6.3Dans les ressorts de juridiction où existe un droit d’action distinct de droit public en cas d’atteinte aux droits de l’homme, les indemnités de droit public peuvent avoir pour objectifs d’indemniser le demandeur pour les préjudices et les souffrances causés par l’atteinte, d’affirmer le droit en cause en soulignant son importance et la gravité de l’atteinte et de dissuader les agents de l’État de commettre de nouvelles atteintes. Des dommages-intérêts ne sont généralement accordés qu’à une ou plusieurs de ces fins. Lorsqu’ils ont un caractère approprié, ils visent à remettre la personne dans la situation qui aurait été la sienne si l’atteinte n’avait pas été commise.

6.4L’État partie rejette l’argument de l’auteure qui affirme que seuls le versement de dommages-intérêts compensatoires, de dommages-intérêts aggravés et de dommages-intérêts exemplaires et la prise en charge de l’intégralité de ses frais de justice par l’État du Victoria constitueront un «recours utile». L’article 123 de la loi portant règlement de la police signifie que l’État du Victoria est responsable des atteintes aux droits de l’homme commises par des policiers lorsque ceux-ci agissent conformément aux pratiques et procédures promulguées par la police du Victoria ou dans des cas où des problèmes systémiques comme les lacunes dans la formation, les politiques et les procédures, ont contribué au comportement en cause. Ce n’est que lorsqu’un policier agit bien en dehors des politiques et procédures autorisées, de sorte que la police du Victoria et l’État du Victoria ne peuvent être considérés comme ayant contribué d’une quelconque façon au comportement, que l’État du Victoria n’est pas tenu responsable de l’atteinte.

6.5S’agissant du grief tiré de l’article 12, l’État partie soutient que l’auteure n’a pas épuisé les recours internes, pour les raisons sus-énoncées, et que le grief est dépourvu de fondement. Le droit à la liberté et la liberté de circulation sont des notions distinctes. Si des restrictions non constitutives d’une atteinte au droit à la liberté peuvent dans certaines circonstances constituer une atteinte à la liberté de circulation, ce n’est pas toujours le cas. Les faits de l’espèce ne soulèvent pas de questions au regard de la liberté de circulation telle qu’elle est envisagée à l’article 12. En tout état de cause, l’éventuelle restriction à la liberté de circulation de l’auteure entrait dans le champ des restrictions autorisées en vertu du paragraphe 3 de l’article 12.

6.6Selon l’article 459A de la loi de 1958 sur les infractions (Crimes Act 1958 (Victoria)), un policier peut pénétrer dans un lieu et le perquisitionner afin de procéder à l’arrestation d’une personne lorsqu’il croit, sur la base de motifs raisonnables, que celle-ci a commis une infraction grave. Dans ces circonstances, l’entrée dans les lieux, la perquisition et l’arrestation sont des actes prévus par la loi et nécessaires pour protéger la sécurité nationale, l’ordre public et les droits et libertés d’autrui.

•••••

● OBJECTIFS
1. Indiquez si chacune des affirmations suivantes concorde avec l’extrait sur les observations de l’État partie : répondez par oui ou par non et citez à l’identique les mots de l’extrait qui tranchent. (a) Les dommages-intérêts sont généralement accordés pour toutes les fins énumérées à la fois. (b) L’État du Victoria n’est pas tenu responsable lorsqu’un policier agit bien en dehors des politiques et procédures autorisées. (c) L’État partie considère que le droit à la liberté et la liberté de circulation relèvent d’une même notion.
2. Poursuivez l’extrait sur les observations de l’État partie à partir de sa dernière phrase.

Entrées du jeu de données

•••••

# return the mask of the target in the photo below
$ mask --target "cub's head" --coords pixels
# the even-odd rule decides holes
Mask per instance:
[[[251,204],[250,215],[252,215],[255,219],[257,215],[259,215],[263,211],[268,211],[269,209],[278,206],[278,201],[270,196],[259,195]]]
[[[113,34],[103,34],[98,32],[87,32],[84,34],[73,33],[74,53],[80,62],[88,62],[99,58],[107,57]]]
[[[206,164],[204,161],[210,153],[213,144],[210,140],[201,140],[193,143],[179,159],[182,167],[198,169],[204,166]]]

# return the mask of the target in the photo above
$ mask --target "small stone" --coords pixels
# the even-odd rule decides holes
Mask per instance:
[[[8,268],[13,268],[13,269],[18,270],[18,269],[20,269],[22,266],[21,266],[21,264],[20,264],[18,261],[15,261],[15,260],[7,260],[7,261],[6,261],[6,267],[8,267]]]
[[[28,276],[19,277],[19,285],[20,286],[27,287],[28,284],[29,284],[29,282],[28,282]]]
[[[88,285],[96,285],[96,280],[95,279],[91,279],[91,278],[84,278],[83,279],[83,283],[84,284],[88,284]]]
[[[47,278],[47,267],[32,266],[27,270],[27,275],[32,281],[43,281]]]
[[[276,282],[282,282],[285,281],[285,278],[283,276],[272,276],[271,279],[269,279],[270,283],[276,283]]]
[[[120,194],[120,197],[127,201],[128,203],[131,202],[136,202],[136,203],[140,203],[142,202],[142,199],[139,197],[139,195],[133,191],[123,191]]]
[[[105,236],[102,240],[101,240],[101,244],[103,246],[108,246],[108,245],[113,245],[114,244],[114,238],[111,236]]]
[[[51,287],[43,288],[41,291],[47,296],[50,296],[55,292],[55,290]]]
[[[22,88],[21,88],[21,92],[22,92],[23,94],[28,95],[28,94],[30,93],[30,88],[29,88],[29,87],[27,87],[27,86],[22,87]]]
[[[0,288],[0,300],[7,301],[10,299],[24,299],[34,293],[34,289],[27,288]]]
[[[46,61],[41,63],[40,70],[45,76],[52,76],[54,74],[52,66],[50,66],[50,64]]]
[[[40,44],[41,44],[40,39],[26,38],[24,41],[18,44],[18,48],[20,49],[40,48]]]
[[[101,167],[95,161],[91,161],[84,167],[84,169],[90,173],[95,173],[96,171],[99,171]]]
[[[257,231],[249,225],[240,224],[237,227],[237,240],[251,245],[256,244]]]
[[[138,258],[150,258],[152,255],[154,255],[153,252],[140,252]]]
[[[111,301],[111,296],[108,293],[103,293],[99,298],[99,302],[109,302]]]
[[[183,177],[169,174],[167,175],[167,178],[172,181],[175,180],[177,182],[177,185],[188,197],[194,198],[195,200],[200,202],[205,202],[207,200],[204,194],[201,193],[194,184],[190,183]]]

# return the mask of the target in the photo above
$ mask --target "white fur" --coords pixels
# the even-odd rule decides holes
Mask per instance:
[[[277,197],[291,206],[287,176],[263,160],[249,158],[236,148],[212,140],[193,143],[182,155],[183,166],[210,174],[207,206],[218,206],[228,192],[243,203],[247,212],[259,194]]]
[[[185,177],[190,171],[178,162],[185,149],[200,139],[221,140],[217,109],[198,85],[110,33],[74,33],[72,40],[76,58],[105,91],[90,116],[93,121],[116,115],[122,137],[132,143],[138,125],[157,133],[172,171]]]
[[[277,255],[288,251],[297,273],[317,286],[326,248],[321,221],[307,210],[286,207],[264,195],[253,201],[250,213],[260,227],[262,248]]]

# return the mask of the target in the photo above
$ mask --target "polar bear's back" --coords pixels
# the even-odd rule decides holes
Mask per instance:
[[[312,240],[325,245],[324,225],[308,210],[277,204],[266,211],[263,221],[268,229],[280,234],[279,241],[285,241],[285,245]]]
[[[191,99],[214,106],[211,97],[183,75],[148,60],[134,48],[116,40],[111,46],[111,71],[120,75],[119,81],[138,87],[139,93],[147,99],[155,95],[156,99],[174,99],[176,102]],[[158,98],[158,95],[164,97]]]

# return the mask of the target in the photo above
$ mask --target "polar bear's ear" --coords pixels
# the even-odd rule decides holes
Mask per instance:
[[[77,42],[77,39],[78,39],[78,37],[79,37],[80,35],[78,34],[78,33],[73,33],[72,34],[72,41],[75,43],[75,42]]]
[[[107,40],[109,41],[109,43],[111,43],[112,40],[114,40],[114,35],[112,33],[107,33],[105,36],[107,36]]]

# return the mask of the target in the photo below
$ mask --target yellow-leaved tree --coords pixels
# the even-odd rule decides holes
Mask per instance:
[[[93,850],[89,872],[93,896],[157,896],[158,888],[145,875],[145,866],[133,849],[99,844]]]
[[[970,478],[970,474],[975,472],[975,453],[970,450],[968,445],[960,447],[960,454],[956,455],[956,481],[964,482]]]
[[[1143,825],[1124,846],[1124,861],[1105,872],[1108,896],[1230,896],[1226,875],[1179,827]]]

•••••

● RÉPONSES FINALES
1.
(a) Non : « Des dommages-intérêts ne sont généralement accordés qu’à une ou plusieurs de ces fins. »
(b) Oui : « Ce n’est que lorsqu’un policier agit bien en dehors des politiques et procédures autorisées, de sorte que la police du Victoria et l’État du Victoria ne peuvent être considérés comme ayant contribué d’une quelconque façon au comportement, que l’État du Victoria n’est pas tenu responsable de l’atteinte. »
(c) Non : « Le droit à la liberté et la liberté de circulation sont des notions distinctes. »

2.
6.7Comme cela a été reconnu par la cour d’appel, les policiers étaient convaincus d’être autorisés à pénétrer dans les lieux pour procéder à l’arrestation de l’auteure en vertu de l’article 459A. S’il est vrai que la cour d’appel a finalement considéré que l’entrée dans les lieux et l’arrestation étaient illégales, la conviction des policiers doit être prise en considération pour apprécier leurs actes.

Délibérations du Comité

Examen de la recevabilité

7.1Avant d’examiner toute plainte soumise dans une communication, le Comité des droits de l’homme doit, conformément à l’article 93 de son règlement intérieur, déterminer si la communication est recevable en vertu du Protocole facultatif se rapportant au Pacte.

7.2Le Comité s’est assuré, comme il est tenu de le faire conformément au paragraphe 2 a) de l’article 5 du Protocole facultatif, que la même affaire n’était pas déjà en cours d’examen devant une autre instance internationale d’enquête ou de règlement.

7.3L’auteure affirme que le traitement qu’elle a subi dans le contexte des faits advenus le 9 mars 1996 et des événements ultérieurs a constitué une violation des droits qu’elle tient des articles 7, 9 (par. 1 et 5), 10 (par. 1) et 17 du Pacte. Le Comité note que les griefs dont il est saisi par l’auteure ont le même fondement que ceux que l’auteure a soumis aux autorités judiciaires nationales. À ce sujet, le County Court du Victoria a conclu que les policiers qui avaient fait une descente chez l’auteure étaient responsables de violation de domicile, d’agression, d’arrestation et de détention arbitraires, de poursuites abusives et de négligence. La cour d’appel a jugé que ces policiers étaient individuellement tenus de verser des dommages-intérêts pour agression, violation de domicile, détention arbitraires et poursuites abusives. Le Comité considère qu’en statuant au fond sur les demandes de l’auteure, les juridictions nationales ont reconnu que les droits de l’auteure avaient été violés et établi que les défendeurs étaient civilement responsables de faits relevant des dispositions du Pacte susmentionnées. Étant donné que les tribunaux nationaux ont reconnu la responsabilité civile des agents de l’État pour des violations du droit interne qui sont visées aux articles 7, 9 (par. 1) et 17 du Pacte ainsi que leur obligation de verser des dommages-intérêts, le Comité considère que la véritable question dont il est saisi est celle de savoir si l’auteure a obtenu une réparation effective pour les violations des droits que lui reconnaît le Pacte, une fois la décision finale des tribunaux nationaux devenue exécutoire.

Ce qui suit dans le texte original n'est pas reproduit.